━━━ Fragment dokumentu
Grupa Oto:     Bolesławiec Brzeg Dzierzoniów Głogów Góra Śl. Jawor Jelenia Góra Kamienna Góra Kłodzko Legnica Lubań Lubin Lwówek Milicz Nowogrodziec Nysa Oława Oleśnica Paczków Polkowice
Środa Śl. Strzelin Świdnica Trzebnica Wałbrzych WielkaWyspa Wołów Wrocław Powiat Wrocławski Ząbkowice Śl. Zgorzelec Ziębice Złotoryja Nieruchomości Ogłoszenia Dobre Miejsca Dolny Śląsk

KPR Gminy Kobierzyce świętuje ćwierć wieku

     autor:
Share on Facebook   Share on Google+   Tweet about this on Twitter   Share on LinkedIn  
Za KPR-em Gminy Kobierzyce i jego Kibicami 25 lat pięknych chwil. Obecnie Kobierzyce to jeden z najważniejszych ośrodków piłki ręcznej w Polsce i choć kobierzyczanki walczą o kolejny medal mistrzostw Polski to początki wcale nie należały do łatwych.
KPR Gminy Kobierzyce świętuje ćwierć wieku

KPR Gminy Kobierzyce świętuje ćwierć wieku
kliknij na zdjęcie, aby powiększyć.KPR Gminy Kobierzyce świętuje ćwierć wieku
kliknij na zdjęcie, aby powiększyć.KPR Gminy Kobierzyce świętuje ćwierć wieku
kliknij na zdjęcie, aby powiększyć.

Najpierw był pomysł

Klub Piłki Ręcznej powstał w 1998 roku, jednak historia piłki ręcznej w Kobierzycach zaczęła się, kiedy to nauczycielem wychowania fizycznego w miejscowej szkole został Wojciech Duczek.

– Nie mieliśmy praktycznie zaplecza sportowego. Szkoła dysponowała skocznią do skoku w dal, boiskiem do koszykówki, chociaż to sformułowanie nieco na wyrost, bo podłoże było z szutru, na nim żadnych linii i dwa kosze. Do tego dochodziło boisko do szczypiorniaka, ale w nieco lepszym stanie – wspomina Duczek, wieloletni trener, a następnie kierownik klubu.

- Byłem wicedyrektorem placówki, kiedy przyszedł do mnie Wojciech Duczek, z informacją, że chce zakładać klub sportowy. Gdyby nie jego inicjatywa, to klubu by nie było, bo sam nigdy nie wpadłem na pomysł, żeby coś takiego założyć. Wcześniej zajęcia z piłki ręcznej odbywały się w ramach SKS-ów, ale 1996 roku powstał Uczniowski Klub Sportowy „Duet”, który dwa lata później przekształcił się właśnie w KPR – dodaje Zbigniew Dobrzański, pierwszy wiceprezes Klubu.
━━━━━━
Oceń, czy poniższe stwierdzenia są zgodne z tekstem o klubie z Kobierzyc, odpowiadając przy każdym „tak” lub „nie” i przytaczając dosłownie rozstrzygające słowa tekstu: (a) Klub Piłki Ręcznej powstał w 1996 roku. (b) Szkolne boisko do koszykówki miało podłoże z szutru. (c) Pomysł założenia klubu wyszedł od Zbigniewa Dobrzańskiego. Rekordy nie mają żadnego związku z tekstem o klubie z Kobierzyc.
━━━ Wyciąg danych
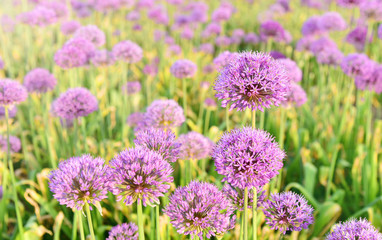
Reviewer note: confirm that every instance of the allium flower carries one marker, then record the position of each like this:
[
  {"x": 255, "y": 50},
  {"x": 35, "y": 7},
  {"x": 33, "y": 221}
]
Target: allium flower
[
  {"x": 160, "y": 141},
  {"x": 70, "y": 27},
  {"x": 252, "y": 80},
  {"x": 288, "y": 211},
  {"x": 357, "y": 37},
  {"x": 357, "y": 65},
  {"x": 292, "y": 70},
  {"x": 331, "y": 21},
  {"x": 132, "y": 87},
  {"x": 124, "y": 232},
  {"x": 12, "y": 111},
  {"x": 139, "y": 174},
  {"x": 183, "y": 69},
  {"x": 75, "y": 103},
  {"x": 14, "y": 142},
  {"x": 200, "y": 208},
  {"x": 165, "y": 114},
  {"x": 236, "y": 195},
  {"x": 360, "y": 229},
  {"x": 91, "y": 33},
  {"x": 128, "y": 51},
  {"x": 11, "y": 92},
  {"x": 80, "y": 180},
  {"x": 102, "y": 58},
  {"x": 274, "y": 30},
  {"x": 194, "y": 146},
  {"x": 39, "y": 80},
  {"x": 247, "y": 157},
  {"x": 296, "y": 96}
]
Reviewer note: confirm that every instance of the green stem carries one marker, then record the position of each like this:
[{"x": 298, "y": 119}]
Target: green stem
[
  {"x": 89, "y": 217},
  {"x": 141, "y": 230},
  {"x": 13, "y": 178}
]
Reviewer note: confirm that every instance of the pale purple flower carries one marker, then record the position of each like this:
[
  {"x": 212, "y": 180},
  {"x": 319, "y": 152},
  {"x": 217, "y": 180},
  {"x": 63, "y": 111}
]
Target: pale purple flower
[
  {"x": 39, "y": 80},
  {"x": 200, "y": 208},
  {"x": 124, "y": 231},
  {"x": 183, "y": 68},
  {"x": 80, "y": 180},
  {"x": 128, "y": 51},
  {"x": 252, "y": 80},
  {"x": 247, "y": 157},
  {"x": 11, "y": 92},
  {"x": 360, "y": 229},
  {"x": 194, "y": 146},
  {"x": 160, "y": 141},
  {"x": 288, "y": 211},
  {"x": 75, "y": 103},
  {"x": 139, "y": 174}
]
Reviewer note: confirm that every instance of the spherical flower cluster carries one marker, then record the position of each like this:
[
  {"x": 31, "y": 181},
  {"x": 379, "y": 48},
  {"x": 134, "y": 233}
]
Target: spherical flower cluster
[
  {"x": 124, "y": 232},
  {"x": 183, "y": 69},
  {"x": 165, "y": 114},
  {"x": 160, "y": 141},
  {"x": 360, "y": 229},
  {"x": 39, "y": 80},
  {"x": 128, "y": 51},
  {"x": 80, "y": 180},
  {"x": 236, "y": 195},
  {"x": 292, "y": 70},
  {"x": 11, "y": 92},
  {"x": 296, "y": 96},
  {"x": 252, "y": 80},
  {"x": 75, "y": 103},
  {"x": 139, "y": 174},
  {"x": 194, "y": 146},
  {"x": 91, "y": 33},
  {"x": 200, "y": 208},
  {"x": 14, "y": 143},
  {"x": 288, "y": 211},
  {"x": 247, "y": 157}
]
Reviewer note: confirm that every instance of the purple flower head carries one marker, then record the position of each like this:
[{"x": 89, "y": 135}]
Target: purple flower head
[
  {"x": 200, "y": 208},
  {"x": 350, "y": 3},
  {"x": 360, "y": 229},
  {"x": 70, "y": 27},
  {"x": 164, "y": 114},
  {"x": 292, "y": 70},
  {"x": 357, "y": 65},
  {"x": 124, "y": 231},
  {"x": 252, "y": 80},
  {"x": 132, "y": 87},
  {"x": 91, "y": 33},
  {"x": 80, "y": 180},
  {"x": 14, "y": 142},
  {"x": 160, "y": 141},
  {"x": 102, "y": 58},
  {"x": 288, "y": 211},
  {"x": 194, "y": 146},
  {"x": 128, "y": 51},
  {"x": 12, "y": 111},
  {"x": 75, "y": 103},
  {"x": 296, "y": 96},
  {"x": 247, "y": 157},
  {"x": 11, "y": 92},
  {"x": 139, "y": 174},
  {"x": 274, "y": 30},
  {"x": 236, "y": 195},
  {"x": 39, "y": 80},
  {"x": 223, "y": 59},
  {"x": 183, "y": 69},
  {"x": 357, "y": 37},
  {"x": 331, "y": 21}
]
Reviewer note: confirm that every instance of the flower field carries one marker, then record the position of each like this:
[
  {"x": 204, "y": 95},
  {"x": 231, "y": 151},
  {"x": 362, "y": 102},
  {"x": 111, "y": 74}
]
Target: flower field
[{"x": 182, "y": 119}]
━━━━━━
* [Pełna odpowiedź]
(a) Nie: „Klub Piłki Ręcznej powstał w 1998 roku”.
(b) Tak: „podłoże było z szutru”.
(c) Nie: „sam nigdy nie wpadłem na pomysł, żeby coś takiego założyć”.